§ **TASK ITEM**
Transcribe every entry exactly, with nothing added or left out.

§ **EXERCISE INPUTS**
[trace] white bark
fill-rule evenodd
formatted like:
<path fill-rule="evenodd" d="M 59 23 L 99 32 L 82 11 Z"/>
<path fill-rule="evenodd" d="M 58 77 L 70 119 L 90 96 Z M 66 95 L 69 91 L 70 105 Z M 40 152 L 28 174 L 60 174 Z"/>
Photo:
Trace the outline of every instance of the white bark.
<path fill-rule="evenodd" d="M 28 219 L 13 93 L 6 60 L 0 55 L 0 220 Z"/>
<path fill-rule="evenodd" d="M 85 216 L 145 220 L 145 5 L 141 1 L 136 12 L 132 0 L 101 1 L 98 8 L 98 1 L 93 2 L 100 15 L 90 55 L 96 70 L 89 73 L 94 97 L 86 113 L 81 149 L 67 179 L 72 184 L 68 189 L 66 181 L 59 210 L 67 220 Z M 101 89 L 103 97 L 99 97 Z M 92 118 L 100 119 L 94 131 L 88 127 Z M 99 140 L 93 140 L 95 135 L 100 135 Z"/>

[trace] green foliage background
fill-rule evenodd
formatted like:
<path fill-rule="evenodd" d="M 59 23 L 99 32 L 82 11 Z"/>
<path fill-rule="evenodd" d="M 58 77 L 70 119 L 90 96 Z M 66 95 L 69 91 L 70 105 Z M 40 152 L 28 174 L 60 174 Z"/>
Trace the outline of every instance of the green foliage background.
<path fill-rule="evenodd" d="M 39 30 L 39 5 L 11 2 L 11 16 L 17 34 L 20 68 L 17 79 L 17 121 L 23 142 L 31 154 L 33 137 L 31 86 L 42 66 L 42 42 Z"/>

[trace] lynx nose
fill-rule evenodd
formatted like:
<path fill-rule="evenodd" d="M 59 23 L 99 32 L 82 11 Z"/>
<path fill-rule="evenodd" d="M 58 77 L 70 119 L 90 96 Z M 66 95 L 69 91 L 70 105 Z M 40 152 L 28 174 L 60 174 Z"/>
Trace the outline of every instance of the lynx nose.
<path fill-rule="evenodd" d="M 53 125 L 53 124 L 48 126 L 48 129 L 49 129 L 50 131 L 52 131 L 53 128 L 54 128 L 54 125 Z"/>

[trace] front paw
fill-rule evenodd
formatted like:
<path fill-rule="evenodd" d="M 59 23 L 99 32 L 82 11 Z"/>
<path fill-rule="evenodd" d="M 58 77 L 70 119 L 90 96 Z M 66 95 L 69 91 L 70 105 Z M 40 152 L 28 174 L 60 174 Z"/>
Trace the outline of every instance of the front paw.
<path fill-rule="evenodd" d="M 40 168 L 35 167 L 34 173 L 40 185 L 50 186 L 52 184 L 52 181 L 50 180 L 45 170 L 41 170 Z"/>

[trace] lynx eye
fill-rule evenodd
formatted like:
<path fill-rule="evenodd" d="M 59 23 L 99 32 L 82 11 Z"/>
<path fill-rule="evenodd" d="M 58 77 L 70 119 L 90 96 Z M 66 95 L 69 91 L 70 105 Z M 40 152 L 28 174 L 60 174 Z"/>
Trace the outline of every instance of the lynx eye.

§ **OUTPUT**
[trace] white bark
fill-rule evenodd
formatted like:
<path fill-rule="evenodd" d="M 59 23 L 99 32 L 82 11 Z"/>
<path fill-rule="evenodd" d="M 58 77 L 70 119 L 90 96 Z M 66 95 L 69 91 L 70 105 Z M 40 152 L 28 174 L 60 174 Z"/>
Photo:
Trace the outline of every instance of the white bark.
<path fill-rule="evenodd" d="M 28 219 L 13 93 L 6 60 L 0 55 L 0 220 Z"/>
<path fill-rule="evenodd" d="M 85 216 L 145 220 L 145 5 L 141 1 L 136 12 L 132 0 L 101 1 L 98 8 L 98 1 L 93 2 L 100 15 L 90 55 L 96 70 L 89 73 L 94 97 L 86 113 L 81 149 L 67 179 L 72 184 L 68 189 L 66 181 L 59 210 L 67 220 Z M 101 89 L 103 97 L 99 97 Z M 92 118 L 100 119 L 94 131 L 88 127 Z M 99 140 L 93 140 L 95 135 L 100 135 Z"/>

[trace] green foliage background
fill-rule evenodd
formatted like:
<path fill-rule="evenodd" d="M 59 23 L 99 32 L 82 11 Z"/>
<path fill-rule="evenodd" d="M 58 77 L 70 119 L 90 96 Z M 66 95 L 69 91 L 70 105 Z M 40 152 L 28 174 L 60 174 Z"/>
Trace the outline of every instance of the green foliage background.
<path fill-rule="evenodd" d="M 39 30 L 39 5 L 11 2 L 11 16 L 17 34 L 20 68 L 17 79 L 17 121 L 23 142 L 31 154 L 33 137 L 31 86 L 42 66 L 42 42 Z"/>

[trace] lynx nose
fill-rule evenodd
formatted like:
<path fill-rule="evenodd" d="M 59 23 L 99 32 L 82 11 Z"/>
<path fill-rule="evenodd" d="M 58 77 L 70 119 L 90 96 Z M 66 95 L 69 91 L 70 105 Z M 40 152 L 28 174 L 60 174 Z"/>
Trace the outline of every instance of the lynx nose.
<path fill-rule="evenodd" d="M 53 125 L 53 124 L 48 126 L 48 129 L 49 129 L 50 131 L 52 131 L 53 128 L 54 128 L 54 125 Z"/>

[trace] front paw
fill-rule evenodd
formatted like:
<path fill-rule="evenodd" d="M 59 23 L 99 32 L 82 11 Z"/>
<path fill-rule="evenodd" d="M 58 77 L 70 119 L 90 96 Z M 66 95 L 69 91 L 70 105 Z M 40 152 L 28 174 L 60 174 Z"/>
Trace the outline of every instance of the front paw.
<path fill-rule="evenodd" d="M 40 168 L 35 167 L 34 173 L 40 185 L 50 186 L 52 184 L 52 181 L 50 180 L 45 170 L 41 170 Z"/>

[trace] lynx eye
fill-rule evenodd
formatted like:
<path fill-rule="evenodd" d="M 59 23 L 99 32 L 82 11 Z"/>
<path fill-rule="evenodd" d="M 58 77 L 70 119 L 90 96 Z M 66 95 L 69 91 L 70 105 Z M 40 152 L 28 174 L 60 174 Z"/>
Trace the outline of every instance of the lynx eye.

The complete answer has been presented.